## REQUIRED WORK:
Convert the rows starting at the line containing "Where can you see the police car windshield" and ending at the line containing "(1069, 551)" into a two-column CSV with the columns "prompt" and "points", one line per request. Put each request's text and its answer in a single quoted field, replacing line breaks with spaces.

## RECORDS TO PROCESS:

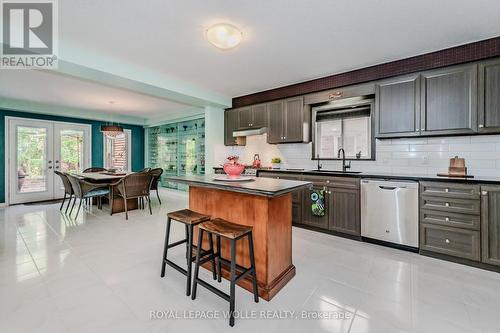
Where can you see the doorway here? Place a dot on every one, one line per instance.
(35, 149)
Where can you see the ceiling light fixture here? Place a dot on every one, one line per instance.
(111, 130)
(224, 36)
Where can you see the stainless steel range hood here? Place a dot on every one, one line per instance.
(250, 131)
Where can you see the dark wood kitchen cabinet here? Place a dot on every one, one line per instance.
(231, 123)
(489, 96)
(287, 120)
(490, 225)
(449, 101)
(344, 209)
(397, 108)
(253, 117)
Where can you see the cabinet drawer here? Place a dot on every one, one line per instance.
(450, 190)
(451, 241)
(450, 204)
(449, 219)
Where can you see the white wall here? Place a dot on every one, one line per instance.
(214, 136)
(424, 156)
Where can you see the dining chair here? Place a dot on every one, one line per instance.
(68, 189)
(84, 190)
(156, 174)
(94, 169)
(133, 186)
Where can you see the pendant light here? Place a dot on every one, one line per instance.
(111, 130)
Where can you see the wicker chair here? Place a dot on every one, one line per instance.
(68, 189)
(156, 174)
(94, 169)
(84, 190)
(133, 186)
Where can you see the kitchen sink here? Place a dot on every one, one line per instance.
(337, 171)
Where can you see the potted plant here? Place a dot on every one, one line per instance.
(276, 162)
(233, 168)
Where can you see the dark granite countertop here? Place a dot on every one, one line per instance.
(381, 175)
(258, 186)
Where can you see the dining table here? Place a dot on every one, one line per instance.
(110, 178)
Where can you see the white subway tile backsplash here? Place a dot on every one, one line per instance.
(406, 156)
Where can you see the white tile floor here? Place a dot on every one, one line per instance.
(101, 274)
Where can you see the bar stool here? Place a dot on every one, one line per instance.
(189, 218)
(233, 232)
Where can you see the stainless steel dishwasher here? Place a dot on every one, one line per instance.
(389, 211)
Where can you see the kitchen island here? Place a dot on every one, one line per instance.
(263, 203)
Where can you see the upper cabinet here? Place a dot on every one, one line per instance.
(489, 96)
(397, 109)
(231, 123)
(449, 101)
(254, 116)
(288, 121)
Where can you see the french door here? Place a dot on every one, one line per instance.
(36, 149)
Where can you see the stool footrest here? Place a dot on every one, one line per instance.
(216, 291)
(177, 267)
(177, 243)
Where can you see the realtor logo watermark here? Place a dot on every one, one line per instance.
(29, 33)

...

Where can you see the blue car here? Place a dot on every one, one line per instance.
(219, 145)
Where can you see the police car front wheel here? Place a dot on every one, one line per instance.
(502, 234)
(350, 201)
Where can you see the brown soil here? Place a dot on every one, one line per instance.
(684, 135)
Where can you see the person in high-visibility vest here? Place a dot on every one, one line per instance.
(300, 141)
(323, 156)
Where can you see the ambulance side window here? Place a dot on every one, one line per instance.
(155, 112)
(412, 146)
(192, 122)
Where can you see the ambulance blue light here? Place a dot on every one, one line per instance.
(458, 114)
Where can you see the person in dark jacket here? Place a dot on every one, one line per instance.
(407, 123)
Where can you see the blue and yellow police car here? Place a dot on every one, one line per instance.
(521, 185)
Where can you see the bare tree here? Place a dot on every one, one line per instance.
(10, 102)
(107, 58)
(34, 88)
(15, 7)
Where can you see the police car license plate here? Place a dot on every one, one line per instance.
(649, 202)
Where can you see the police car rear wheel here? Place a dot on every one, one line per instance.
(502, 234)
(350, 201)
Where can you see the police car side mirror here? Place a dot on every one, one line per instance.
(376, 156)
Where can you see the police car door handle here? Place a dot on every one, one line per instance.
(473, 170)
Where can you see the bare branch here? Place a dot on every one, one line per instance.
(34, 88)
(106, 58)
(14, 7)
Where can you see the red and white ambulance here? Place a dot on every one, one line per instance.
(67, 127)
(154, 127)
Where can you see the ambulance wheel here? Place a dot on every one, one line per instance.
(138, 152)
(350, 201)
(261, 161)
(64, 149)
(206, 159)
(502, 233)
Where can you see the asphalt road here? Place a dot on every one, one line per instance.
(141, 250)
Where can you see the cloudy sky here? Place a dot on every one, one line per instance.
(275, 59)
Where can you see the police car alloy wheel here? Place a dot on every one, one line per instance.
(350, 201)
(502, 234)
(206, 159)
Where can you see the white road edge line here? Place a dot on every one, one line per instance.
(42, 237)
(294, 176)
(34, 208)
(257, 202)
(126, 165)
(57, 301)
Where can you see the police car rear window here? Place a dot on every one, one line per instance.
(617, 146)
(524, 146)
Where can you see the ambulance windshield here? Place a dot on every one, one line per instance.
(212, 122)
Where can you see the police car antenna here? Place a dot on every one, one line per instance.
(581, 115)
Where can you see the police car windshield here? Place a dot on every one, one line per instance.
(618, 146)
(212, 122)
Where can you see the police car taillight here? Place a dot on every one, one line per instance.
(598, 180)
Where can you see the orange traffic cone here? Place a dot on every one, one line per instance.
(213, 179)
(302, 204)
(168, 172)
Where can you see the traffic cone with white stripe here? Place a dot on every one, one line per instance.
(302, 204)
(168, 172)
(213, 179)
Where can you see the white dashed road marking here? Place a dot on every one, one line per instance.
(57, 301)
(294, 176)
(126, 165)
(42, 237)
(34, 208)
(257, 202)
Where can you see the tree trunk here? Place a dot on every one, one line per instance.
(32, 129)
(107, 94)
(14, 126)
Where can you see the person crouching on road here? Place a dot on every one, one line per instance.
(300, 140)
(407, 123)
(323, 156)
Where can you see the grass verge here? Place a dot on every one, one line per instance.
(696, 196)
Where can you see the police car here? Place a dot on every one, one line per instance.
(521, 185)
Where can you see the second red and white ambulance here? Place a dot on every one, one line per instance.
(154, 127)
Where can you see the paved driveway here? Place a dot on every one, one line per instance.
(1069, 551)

## THE ANSWER:
prompt,points
"Where can you see the police car windshield here? Place a dot on every one, one line per instance.","(618, 146) (212, 122)"
"Where can you see the police car taillight here? Place a dot on every one, one line per instance.","(598, 180)"
"Where can you see the orange traffic cone here? Place a dot on every one, one line per instance.","(213, 179) (302, 204) (168, 172)"
"Where can you see the traffic cone with white stripe here? Place a dot on every one, one line per instance.","(302, 204) (168, 172) (213, 179)"
"Where can you see the white dashed road marking here? Place a dot on every one, one line per instance.","(57, 301) (294, 176) (126, 165) (42, 237) (34, 208) (257, 202)"
"Where can you see the tree trunk here? Place a dot on every one, one line per instance.","(32, 129) (107, 94) (14, 126)"
"Where can you see the person crouching on road here? Place a dot on every one, one line per instance.","(300, 140) (407, 123) (323, 156)"
"Where can you see the grass verge here? Place a dot on every one, one line per instance.","(696, 196)"
"Where can you see the police car here? Place a dot on every one, one line per instance.","(521, 185)"
"Where can you see the second red and white ambulance here? Place a dot on every one, one line per instance.","(154, 127)"
"Where can you see the paved driveway here? Place a dot on every one, one line per instance.","(1069, 551)"